> SHORT TASK
Rewrite all of the data below with every "Target" changed to "Object" and everything else kept the same. Leave the pictures out of your answer.

> THE INPUT

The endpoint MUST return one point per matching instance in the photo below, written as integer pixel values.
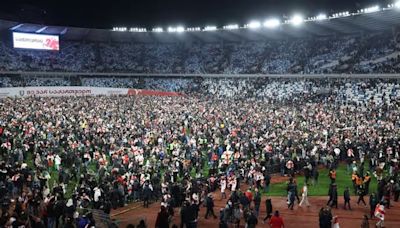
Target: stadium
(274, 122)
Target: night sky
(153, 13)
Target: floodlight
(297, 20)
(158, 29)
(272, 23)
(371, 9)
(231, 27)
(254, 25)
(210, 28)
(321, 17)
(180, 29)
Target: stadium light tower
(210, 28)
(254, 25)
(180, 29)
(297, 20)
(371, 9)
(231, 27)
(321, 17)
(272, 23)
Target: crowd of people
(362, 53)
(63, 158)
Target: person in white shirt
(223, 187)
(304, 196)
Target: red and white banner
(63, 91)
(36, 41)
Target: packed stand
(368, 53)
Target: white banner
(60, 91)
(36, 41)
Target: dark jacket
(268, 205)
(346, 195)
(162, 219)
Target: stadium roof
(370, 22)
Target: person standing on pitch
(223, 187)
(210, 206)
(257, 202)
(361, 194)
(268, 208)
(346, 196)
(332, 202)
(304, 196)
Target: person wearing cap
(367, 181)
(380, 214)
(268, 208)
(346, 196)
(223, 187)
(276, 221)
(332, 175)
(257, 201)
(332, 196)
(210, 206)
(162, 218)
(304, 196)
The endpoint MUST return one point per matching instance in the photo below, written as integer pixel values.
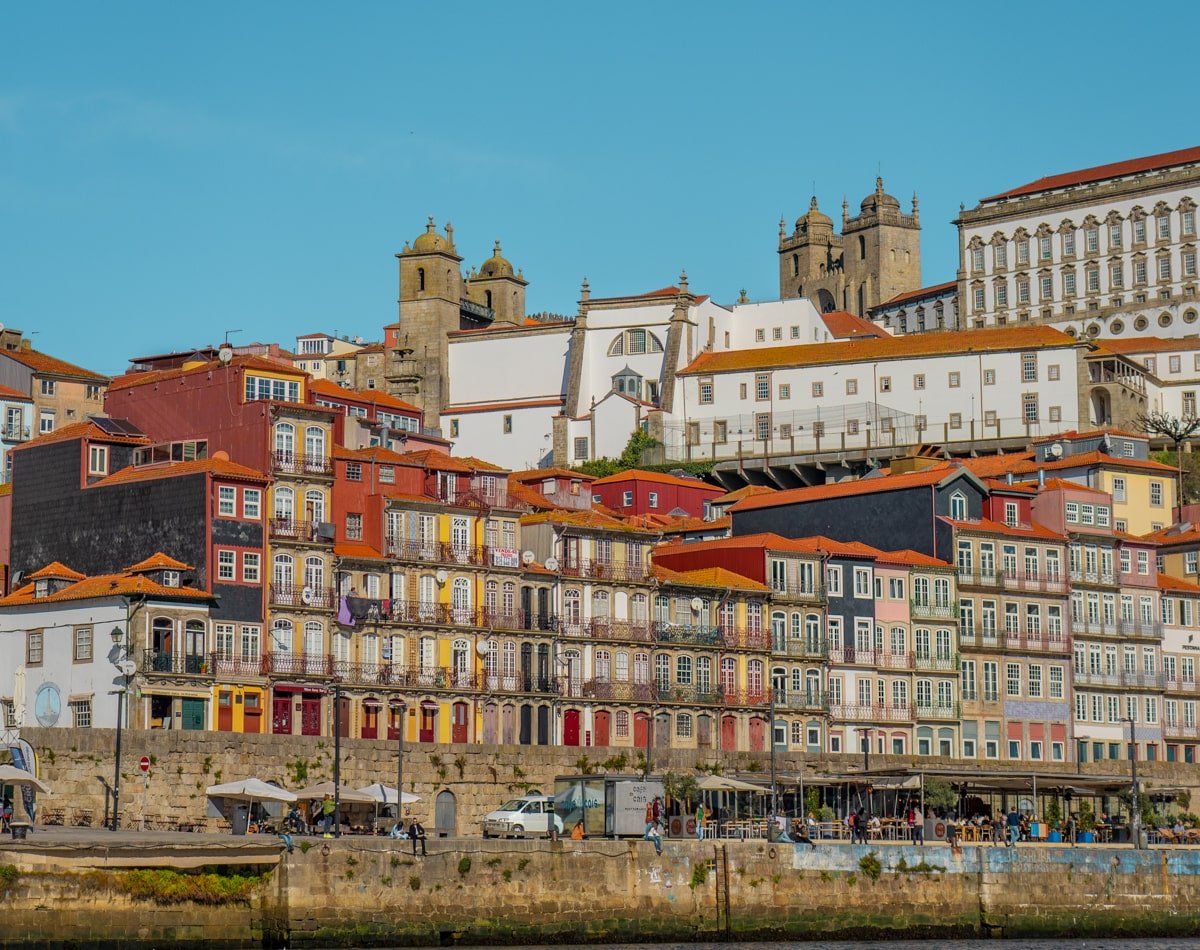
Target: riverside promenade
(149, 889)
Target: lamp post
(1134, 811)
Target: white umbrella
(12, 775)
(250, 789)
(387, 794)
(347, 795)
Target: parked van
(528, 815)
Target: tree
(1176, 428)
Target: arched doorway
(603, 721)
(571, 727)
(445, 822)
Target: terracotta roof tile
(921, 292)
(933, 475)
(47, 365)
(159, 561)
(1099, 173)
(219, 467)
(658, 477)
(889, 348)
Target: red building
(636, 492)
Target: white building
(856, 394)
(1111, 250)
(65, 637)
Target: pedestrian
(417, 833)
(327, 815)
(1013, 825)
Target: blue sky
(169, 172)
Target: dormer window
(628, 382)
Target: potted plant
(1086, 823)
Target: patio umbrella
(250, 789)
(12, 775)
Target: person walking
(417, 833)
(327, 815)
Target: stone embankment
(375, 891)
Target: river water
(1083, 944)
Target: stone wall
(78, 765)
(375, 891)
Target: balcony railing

> SOLUTION FOR THIS PROBLEM
The endpoint MUST return one point per matching instance in the photo below, written as integer pixel values.
Object: stadium
(274, 122)
Object: night sky
(153, 13)
Object: floodlight
(297, 20)
(158, 29)
(272, 23)
(371, 9)
(231, 27)
(254, 25)
(210, 28)
(321, 17)
(180, 29)
Object: stadium light tower
(210, 28)
(254, 25)
(180, 29)
(297, 20)
(371, 9)
(231, 27)
(321, 17)
(272, 23)
Object: crowd of people
(362, 53)
(63, 158)
Object: person in white shirt
(223, 187)
(304, 196)
Object: red and white banner
(63, 91)
(36, 41)
Object: packed stand
(368, 53)
Object: white banner
(60, 91)
(36, 41)
Object: dark jacket
(268, 205)
(346, 195)
(162, 219)
Object: stadium roof
(370, 22)
Object: person standing on pitch
(223, 187)
(210, 206)
(257, 202)
(361, 194)
(268, 208)
(346, 196)
(332, 202)
(304, 196)
Object: person wearing cap
(367, 181)
(380, 214)
(268, 208)
(346, 196)
(223, 187)
(276, 221)
(332, 175)
(257, 201)
(332, 196)
(210, 206)
(162, 218)
(304, 196)
The endpoint MUST return one point per matching instance in the photo below, written as integer pixel values.
Object: riverside promenade
(149, 889)
Object: lamp post
(1134, 811)
Object: white umbrella
(12, 775)
(250, 789)
(387, 794)
(347, 795)
Object: parked van
(528, 815)
Object: tree
(1176, 428)
Object: arched doorway
(603, 721)
(571, 727)
(445, 822)
Object: terracotta roof tile
(921, 292)
(933, 475)
(47, 365)
(159, 561)
(1099, 173)
(219, 467)
(658, 477)
(889, 348)
Object: red building
(636, 492)
Object: white building
(856, 394)
(1111, 250)
(65, 637)
Object: pedestrian
(417, 833)
(327, 815)
(1013, 825)
Object: blue sky
(169, 172)
Object: dormer window
(628, 382)
Object: potted plant
(1086, 823)
Object: patio umbrella
(250, 789)
(12, 775)
Object: person walking
(417, 833)
(327, 815)
Object: stone embankment
(375, 891)
Object: river water
(1083, 944)
Object: stone wall
(78, 765)
(375, 891)
Object: balcony railing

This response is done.